EXTRAIT:
════

Il y a encore peu, de nombreux patrons étaient réticents à l’idée de laisser les salariés libres de leurs mouvements. Le coronavirus a bouleversé la donne. Une bonne nouvelle dont il convient de se réjouir, assure l’économiste Nicolas Bouzou.
«L’une des choses les plus improductives de notre époque est de déplacer chaque matin des millions de personnes vers des zones de travail puis chaque soir vers leur domicile», écrivait autrefois Alvin Toffler.
Nul doute que le sociologue nord-américain aurait été à la fois curieux et amusé d’observer le contexte actuel: des entreprises par tout dans le monde encouragées, voire obligées, de recourir au télétravail pour éviter la propagation du Covid-19. Autrement dit, ce qui était il y a encore peu un droit durement acquis dans nombre d’organisations est désormais une obligation. Doit-on s’en réjouir?

════

[Extraits de données]
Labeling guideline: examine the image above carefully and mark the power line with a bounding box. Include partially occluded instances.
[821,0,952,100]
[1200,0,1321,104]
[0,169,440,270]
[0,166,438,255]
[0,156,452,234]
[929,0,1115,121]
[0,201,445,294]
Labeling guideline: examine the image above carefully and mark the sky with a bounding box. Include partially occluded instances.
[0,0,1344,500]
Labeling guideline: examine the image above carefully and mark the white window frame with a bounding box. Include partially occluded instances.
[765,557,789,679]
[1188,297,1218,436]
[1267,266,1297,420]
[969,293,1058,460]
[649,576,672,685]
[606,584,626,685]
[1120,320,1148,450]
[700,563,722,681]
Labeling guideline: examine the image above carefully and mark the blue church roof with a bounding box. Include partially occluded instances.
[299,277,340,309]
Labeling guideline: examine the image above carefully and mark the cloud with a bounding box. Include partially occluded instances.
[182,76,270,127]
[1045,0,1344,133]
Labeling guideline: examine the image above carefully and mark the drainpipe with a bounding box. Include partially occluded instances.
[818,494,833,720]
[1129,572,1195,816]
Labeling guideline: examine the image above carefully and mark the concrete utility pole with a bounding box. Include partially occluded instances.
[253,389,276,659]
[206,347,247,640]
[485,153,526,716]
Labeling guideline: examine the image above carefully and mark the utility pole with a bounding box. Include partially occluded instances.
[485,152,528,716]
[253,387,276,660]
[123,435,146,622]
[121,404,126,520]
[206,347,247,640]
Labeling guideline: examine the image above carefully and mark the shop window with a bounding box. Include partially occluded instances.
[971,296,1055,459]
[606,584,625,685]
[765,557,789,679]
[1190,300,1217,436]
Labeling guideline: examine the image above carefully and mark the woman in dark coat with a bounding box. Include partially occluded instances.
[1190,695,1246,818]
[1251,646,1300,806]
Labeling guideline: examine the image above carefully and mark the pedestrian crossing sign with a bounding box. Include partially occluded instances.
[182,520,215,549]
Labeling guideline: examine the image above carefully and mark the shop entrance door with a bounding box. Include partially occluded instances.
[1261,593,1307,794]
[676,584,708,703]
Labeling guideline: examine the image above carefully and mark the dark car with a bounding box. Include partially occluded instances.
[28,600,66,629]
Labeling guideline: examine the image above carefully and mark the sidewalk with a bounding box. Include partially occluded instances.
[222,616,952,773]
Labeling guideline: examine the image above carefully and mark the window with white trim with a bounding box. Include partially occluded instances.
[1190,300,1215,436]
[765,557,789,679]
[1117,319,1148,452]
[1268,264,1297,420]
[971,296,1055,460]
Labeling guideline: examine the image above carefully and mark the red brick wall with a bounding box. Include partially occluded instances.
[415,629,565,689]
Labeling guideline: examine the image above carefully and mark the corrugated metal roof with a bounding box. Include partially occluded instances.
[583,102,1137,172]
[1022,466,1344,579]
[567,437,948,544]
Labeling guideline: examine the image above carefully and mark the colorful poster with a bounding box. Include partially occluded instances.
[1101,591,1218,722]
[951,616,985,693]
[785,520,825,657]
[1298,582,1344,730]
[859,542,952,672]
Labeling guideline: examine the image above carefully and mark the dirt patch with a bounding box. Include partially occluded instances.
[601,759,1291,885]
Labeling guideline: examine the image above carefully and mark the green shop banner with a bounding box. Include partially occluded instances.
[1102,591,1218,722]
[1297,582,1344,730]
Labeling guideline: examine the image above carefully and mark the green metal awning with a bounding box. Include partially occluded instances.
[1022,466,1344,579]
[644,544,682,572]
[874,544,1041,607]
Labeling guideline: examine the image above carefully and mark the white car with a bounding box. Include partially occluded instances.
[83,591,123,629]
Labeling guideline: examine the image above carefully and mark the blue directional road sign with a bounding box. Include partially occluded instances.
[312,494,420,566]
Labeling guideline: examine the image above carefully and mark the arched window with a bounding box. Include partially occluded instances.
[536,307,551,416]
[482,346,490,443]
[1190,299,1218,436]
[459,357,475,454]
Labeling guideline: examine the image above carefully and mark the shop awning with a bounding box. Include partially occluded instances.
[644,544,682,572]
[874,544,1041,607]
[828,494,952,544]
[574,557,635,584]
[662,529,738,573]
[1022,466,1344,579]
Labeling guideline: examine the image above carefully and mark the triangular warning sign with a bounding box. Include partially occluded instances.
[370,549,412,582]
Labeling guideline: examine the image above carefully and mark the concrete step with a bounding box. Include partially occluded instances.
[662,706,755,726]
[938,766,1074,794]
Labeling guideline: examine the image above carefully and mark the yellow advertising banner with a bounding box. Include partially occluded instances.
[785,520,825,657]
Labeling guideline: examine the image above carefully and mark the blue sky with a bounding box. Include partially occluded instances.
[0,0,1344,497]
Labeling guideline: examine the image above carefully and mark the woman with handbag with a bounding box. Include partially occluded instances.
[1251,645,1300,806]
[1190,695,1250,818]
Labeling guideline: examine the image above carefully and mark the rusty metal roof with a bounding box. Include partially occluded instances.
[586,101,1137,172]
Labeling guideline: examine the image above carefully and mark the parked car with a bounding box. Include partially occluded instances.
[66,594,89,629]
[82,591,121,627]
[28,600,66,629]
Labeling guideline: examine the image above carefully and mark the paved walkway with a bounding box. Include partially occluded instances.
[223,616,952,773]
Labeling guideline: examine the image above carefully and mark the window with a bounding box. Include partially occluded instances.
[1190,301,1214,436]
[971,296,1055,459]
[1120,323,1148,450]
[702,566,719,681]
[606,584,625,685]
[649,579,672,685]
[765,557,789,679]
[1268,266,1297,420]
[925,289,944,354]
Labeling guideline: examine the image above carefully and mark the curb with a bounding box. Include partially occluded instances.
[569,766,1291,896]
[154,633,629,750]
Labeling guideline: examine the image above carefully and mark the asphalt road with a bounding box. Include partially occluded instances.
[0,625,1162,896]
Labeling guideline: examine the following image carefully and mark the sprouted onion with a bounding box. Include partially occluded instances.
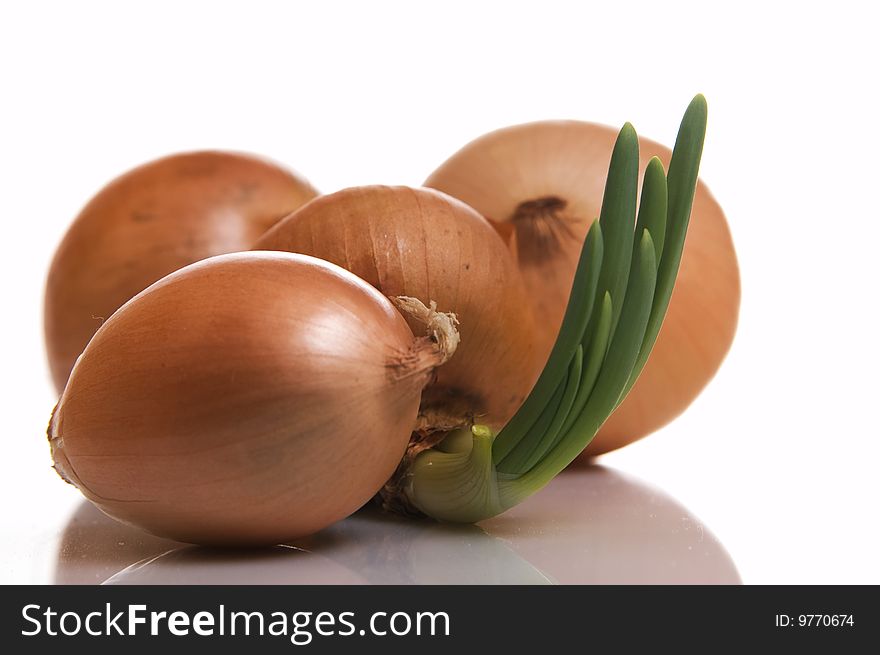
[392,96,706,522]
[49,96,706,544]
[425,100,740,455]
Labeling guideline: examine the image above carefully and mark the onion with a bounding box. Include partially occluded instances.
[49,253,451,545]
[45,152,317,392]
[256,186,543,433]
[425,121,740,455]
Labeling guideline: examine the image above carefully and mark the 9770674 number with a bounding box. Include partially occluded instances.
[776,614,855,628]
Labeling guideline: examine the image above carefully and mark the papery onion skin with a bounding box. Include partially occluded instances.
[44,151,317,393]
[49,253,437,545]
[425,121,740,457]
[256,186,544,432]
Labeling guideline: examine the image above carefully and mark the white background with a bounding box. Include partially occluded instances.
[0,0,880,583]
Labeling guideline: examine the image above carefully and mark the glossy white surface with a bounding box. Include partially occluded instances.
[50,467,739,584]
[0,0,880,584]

════

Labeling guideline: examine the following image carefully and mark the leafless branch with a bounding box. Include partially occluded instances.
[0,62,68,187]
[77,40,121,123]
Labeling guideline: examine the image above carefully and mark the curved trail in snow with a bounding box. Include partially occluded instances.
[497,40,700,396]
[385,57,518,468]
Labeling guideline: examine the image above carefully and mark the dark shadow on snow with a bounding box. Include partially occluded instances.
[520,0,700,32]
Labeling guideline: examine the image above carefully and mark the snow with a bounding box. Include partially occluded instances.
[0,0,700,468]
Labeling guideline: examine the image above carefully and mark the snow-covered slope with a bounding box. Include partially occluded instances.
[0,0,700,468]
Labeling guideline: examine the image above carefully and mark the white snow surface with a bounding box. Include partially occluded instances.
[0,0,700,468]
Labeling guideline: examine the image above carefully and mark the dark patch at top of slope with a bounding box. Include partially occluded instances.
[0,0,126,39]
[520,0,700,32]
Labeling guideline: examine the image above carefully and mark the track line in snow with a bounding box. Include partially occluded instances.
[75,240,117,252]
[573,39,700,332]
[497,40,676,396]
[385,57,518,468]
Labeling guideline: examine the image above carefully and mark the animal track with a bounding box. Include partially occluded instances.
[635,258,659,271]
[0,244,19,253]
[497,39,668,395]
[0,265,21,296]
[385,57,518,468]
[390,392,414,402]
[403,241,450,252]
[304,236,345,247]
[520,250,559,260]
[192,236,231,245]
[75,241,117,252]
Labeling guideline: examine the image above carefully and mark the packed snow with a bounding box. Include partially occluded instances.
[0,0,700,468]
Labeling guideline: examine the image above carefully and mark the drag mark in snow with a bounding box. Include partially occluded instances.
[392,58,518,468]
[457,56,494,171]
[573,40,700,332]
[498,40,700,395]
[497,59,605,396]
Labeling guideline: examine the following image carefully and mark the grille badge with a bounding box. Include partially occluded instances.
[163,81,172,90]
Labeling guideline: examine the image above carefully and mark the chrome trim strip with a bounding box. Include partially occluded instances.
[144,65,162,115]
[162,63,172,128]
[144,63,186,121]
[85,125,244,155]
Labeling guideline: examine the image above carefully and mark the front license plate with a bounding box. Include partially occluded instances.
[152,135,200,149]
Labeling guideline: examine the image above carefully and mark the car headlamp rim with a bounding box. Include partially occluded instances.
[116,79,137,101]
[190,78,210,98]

════

CONSIGNES:
A: Dans l'article sur le télétravail, relevez tous les noms qui désignent une personne par son métier ou par sa position dans le monde du travail.
B: Recopiez sans rien changer le passage de l'article sur le télétravail qui commence par « Nul doute que » et se poursuit jusqu'à « Doit-on s’en réjouir? ».
Les entrées proviennent d'une source différente de celle de l'article sur le télétravail.

CORRIGÉ:
A: patrons, salariés, économiste, sociologue

B:
Nul doute que le sociologue nord-américain aurait été à la fois curieux et amusé d’observer le contexte actuel: des entreprises par tout dans le monde encouragées, voire obligées, de recourir au télétravail pour éviter la propagation du Covid-19. Autrement dit, ce qui était il y a encore peu un droit durement acquis dans nombre d’organisations est désormais une obligation. Doit-on s’en réjouir?